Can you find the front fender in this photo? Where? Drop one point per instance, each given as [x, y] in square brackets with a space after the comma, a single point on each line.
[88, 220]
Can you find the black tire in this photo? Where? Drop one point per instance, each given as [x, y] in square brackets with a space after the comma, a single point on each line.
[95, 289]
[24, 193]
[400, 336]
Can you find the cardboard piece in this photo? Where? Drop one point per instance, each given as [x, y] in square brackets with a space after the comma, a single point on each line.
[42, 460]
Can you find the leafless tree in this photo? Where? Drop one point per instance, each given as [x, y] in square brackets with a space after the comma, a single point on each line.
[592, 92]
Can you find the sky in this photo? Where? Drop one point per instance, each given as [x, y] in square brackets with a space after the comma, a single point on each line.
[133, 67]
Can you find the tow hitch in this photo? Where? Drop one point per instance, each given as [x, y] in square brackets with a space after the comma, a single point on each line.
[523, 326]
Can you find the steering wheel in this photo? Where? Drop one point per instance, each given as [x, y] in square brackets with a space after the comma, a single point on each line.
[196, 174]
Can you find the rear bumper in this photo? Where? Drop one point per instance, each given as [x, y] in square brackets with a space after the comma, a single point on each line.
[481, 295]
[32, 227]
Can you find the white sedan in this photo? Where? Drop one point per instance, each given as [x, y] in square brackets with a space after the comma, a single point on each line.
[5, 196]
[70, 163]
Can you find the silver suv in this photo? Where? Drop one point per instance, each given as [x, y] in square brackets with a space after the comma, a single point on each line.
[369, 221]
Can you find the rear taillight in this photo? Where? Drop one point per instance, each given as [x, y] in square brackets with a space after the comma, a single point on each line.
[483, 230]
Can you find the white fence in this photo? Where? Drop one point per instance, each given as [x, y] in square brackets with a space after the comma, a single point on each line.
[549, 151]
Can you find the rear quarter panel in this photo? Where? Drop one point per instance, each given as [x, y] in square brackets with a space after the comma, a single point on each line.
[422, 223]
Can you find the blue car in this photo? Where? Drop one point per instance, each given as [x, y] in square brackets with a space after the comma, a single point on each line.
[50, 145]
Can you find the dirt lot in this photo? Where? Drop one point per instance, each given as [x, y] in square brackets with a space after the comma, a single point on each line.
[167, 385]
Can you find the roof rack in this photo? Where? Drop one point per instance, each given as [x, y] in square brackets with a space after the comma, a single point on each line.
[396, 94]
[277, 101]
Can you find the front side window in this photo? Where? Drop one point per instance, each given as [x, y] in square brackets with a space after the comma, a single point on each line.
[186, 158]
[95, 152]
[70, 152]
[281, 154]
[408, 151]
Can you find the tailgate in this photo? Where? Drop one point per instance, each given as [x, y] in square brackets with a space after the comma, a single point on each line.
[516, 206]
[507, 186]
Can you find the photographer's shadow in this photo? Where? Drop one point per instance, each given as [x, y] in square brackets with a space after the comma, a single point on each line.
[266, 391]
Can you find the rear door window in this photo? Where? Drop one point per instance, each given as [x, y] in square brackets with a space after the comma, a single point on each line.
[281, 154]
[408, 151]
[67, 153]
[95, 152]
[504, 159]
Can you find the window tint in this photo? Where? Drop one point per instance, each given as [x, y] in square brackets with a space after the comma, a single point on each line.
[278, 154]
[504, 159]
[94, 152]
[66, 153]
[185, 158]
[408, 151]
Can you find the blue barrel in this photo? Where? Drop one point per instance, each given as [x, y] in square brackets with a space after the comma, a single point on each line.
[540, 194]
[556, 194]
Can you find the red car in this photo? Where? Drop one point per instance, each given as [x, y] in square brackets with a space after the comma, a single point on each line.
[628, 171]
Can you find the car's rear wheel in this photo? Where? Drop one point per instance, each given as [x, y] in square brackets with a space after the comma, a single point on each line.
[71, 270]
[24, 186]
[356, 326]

⁂

▶ **EXERCISE OBJECTIVE**: The data above is to be given again, with every line exact.

▶ **TASK RESULT**:
Can you find the front fender in this photo? Where? Drop one point per instance, each given as [x, y] in square brackets with a space after the comma, a single point on each line.
[88, 220]
Can you find the black tire in this photo? Where? Drop one point per instance, each given as [x, y] in square brackets with a space after the comma, a single point on each line.
[95, 289]
[24, 193]
[400, 336]
Can you find the cardboard piece in this photo? Where? Drop one point per instance, each given as [x, y] in square brackets with a space after the comma, a single point on each line.
[42, 460]
Can you find the leafless tree in this photo? Where? Drop one point per instance, each given as [x, y] in square brackets with a space after the comma, a single point on each line.
[592, 92]
Can you find the sky in this photo? Where? Drop one point per instance, each given as [x, y] in square brackets with a space after the comma, a single point on each line.
[133, 67]
Can you find the tow hitch in this photo? Where? Drop one point per instance, each given as [x, y] in square brackets with a space after the comma, a single point on each line.
[523, 326]
Can you find the steering wheel in this photo? Where? Drop one point per instance, each given as [x, y] in square brackets with a space after the comma, a single point on each line.
[196, 174]
Can you find the rear bumper in this photo? Where? Drop one point per instance, each given as [x, y] in square brackets with a space after the comma, a single point on each line.
[481, 295]
[32, 227]
Can you find the white sedan in this photo? Where? Drop one point per instance, each given as [x, y] in square brackets with a space after the comma, a single point on each line.
[5, 196]
[70, 163]
Can you find the silver suv in this photo? Where? Drop one point per instance, each given as [x, y] in square brackets with a space after the comma, a single point on each line.
[369, 221]
Can you find the rear taillight in this photo? Where? Drop one point per instance, each given as [x, y] in square brackets with a space after the comma, a single point on each line.
[483, 230]
Can you find the white fence in this photo? Where? Drop one point per instance, each given as [x, y] in square brackets with a space after the comma, a single point on each line.
[549, 151]
Can you find the rear quarter panel in this photo? Where? Drop one point per instance, each given as [x, y] in square brackets with a space after the comma, a single point on each line.
[422, 223]
Can you find the blue car in this photo? Where? Drop one point per instance, each given as [x, y] in square brackets with a space after the comma, a single point on each line.
[50, 145]
Can you find the dirt lot in this photo? Where? Drop one point per instance, each given as [x, y] in square brackets with a space after the comma, a single point on each line.
[167, 385]
Can you find the roof rack in this photo? Where? Drop one point per instance, each given as [x, y] in square brackets with a space after the comma, a single point on each line.
[396, 94]
[277, 101]
Can you find the front side window in this photo? Where? Drop one point per instance, each given as [x, y] in square brackets with a space after the comma, a single point on each line.
[186, 158]
[95, 152]
[70, 152]
[281, 154]
[408, 151]
Can you find the tailgate in this photo? Where? Drop one point per instance, each given as [x, y] in square brackets with a space after the comma, a single point on each line.
[516, 206]
[507, 186]
Can you find the photographer's shadow in this photo? Where? Drop one point per instance, each given as [x, y] in square brackets with a space after the comma, a single point on each line.
[266, 391]
Can you find the rear door window in this photo? Where? Drop one point per instance, each given as [x, y] in square brackets with a space after the comma, a single point on each line.
[281, 154]
[408, 151]
[67, 153]
[95, 152]
[504, 159]
Can you find the window tint in this photo? Where? Drop one point per instance, each given as [x, y] in square brackets with a space after the comma, a single point on each line.
[278, 154]
[504, 159]
[94, 152]
[66, 153]
[185, 158]
[408, 151]
Can you find the blue barrel in this photo? Where? Drop one point per instance, each given as [x, y] in square brackets with a space after the comma, a single point on each line.
[540, 194]
[556, 194]
Can you find the red car in this photo? Where? Drop one point per instance, each given as [x, y] in square brackets with a space after the comma, a single point on each line.
[628, 171]
Can you find the car's rear wheel in this photo? Where? Drop one point per instance, each given as [x, y] in square brackets with a space after the comma, a single point on each line.
[71, 270]
[24, 186]
[356, 326]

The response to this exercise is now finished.